--- START OF SUPPLIED RECORDS ---

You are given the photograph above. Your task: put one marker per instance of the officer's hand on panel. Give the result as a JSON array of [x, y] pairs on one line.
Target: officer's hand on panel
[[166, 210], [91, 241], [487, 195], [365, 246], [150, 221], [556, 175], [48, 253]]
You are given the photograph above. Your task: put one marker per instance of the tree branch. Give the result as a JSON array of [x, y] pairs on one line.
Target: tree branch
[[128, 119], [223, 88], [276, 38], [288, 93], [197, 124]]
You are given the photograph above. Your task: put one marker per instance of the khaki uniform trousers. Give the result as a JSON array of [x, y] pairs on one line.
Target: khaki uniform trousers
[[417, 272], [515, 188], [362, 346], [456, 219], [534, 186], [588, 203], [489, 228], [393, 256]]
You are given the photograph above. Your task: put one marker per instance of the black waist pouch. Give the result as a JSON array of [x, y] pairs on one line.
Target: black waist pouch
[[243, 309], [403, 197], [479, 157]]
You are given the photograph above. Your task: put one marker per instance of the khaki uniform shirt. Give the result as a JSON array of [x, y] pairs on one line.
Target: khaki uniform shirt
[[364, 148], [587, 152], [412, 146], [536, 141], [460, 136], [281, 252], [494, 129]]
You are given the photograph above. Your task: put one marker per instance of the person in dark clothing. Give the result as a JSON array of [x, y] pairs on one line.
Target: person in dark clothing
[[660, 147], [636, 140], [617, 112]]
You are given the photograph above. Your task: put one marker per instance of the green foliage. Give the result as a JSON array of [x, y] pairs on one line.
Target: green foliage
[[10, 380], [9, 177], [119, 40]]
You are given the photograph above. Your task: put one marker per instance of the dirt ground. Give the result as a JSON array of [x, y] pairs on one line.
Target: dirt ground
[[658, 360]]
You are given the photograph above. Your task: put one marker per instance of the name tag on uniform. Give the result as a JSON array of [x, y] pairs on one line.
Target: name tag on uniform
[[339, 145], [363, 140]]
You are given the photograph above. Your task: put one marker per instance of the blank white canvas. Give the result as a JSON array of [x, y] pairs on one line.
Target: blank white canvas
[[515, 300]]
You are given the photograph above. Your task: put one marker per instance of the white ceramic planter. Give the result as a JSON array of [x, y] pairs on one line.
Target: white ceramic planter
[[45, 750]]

--- END OF SUPPLIED RECORDS ---

**SHORT EXERCISE**
Reproduce the listing above word for word.

**SOLUTION TO THE EXERCISE**
You are given the photograph above. Your task: put one marker per instance of the officer's hand on panel. Give the result as a JSON array of [x, y] pairs on one line.
Target: officer's hand on panel
[[166, 210], [91, 241], [487, 195], [365, 246], [150, 221], [556, 175], [48, 253]]
You are given the photograph above. Your task: put one marker per instance of the tree branch. Give the result as a JSON array of [x, y] pairs on one line.
Target: tree branch
[[128, 119], [223, 88], [276, 38], [288, 93], [197, 124]]
You are given the photograph above. Your task: put one marker per instance of the khaki uniform trousers. Give the result as a JSON array of [x, y] pairs on one line.
Target: khaki uniform trousers
[[417, 272], [515, 188], [362, 346], [456, 219], [534, 186], [588, 203], [489, 228], [393, 256]]
You are given the photograph above. Your task: put one marker per instance of the black waist pouch. Give the result as a JSON array of [x, y] pairs on one line.
Target: black waist pouch
[[243, 309], [403, 197], [479, 157]]
You are given the photograph above. Your task: put one marker per instance of the khaki uniform shirt. Give the result as a JSON array of [x, y] pairs on one line.
Target: khaki uniform shirt
[[364, 148], [587, 152], [412, 146], [536, 141], [460, 136], [281, 252], [494, 129]]
You are given the photograph above. Your task: put one marker per instance of the person in dark clothing. Give the result as a JSON array of [x, y] pairs on one line.
Target: person in dark clothing
[[660, 147], [636, 140], [617, 112]]
You are given the photograph above. Your task: put one marker per instance of the green foliage. Give the result as a JSON array of [x, y] pairs on one line.
Target: green foliage
[[10, 380], [9, 177], [119, 40]]
You are given the photograph above. Your task: put one marker per instance of the dirt ground. Give the result as a JSON array of [x, y] pairs on one line.
Target: dirt ground
[[658, 360]]
You are given the photograph above. Your task: put one marker per instance of the name tag on uniform. Give the result as a JSON array of [x, y] pairs on one line.
Target: name tag on uniform
[[339, 145], [363, 140]]
You are given the photograph above. Your task: put one marker per instance of the blank white canvas. Give the result as a JSON array of [x, y] pairs on one line.
Target: blank white canvas
[[515, 300]]
You are given the photograph above. Your task: put one marker per instance of the white ceramic planter. Give the result as a JSON array of [x, y] pairs on one line.
Target: white ceramic planter
[[45, 750]]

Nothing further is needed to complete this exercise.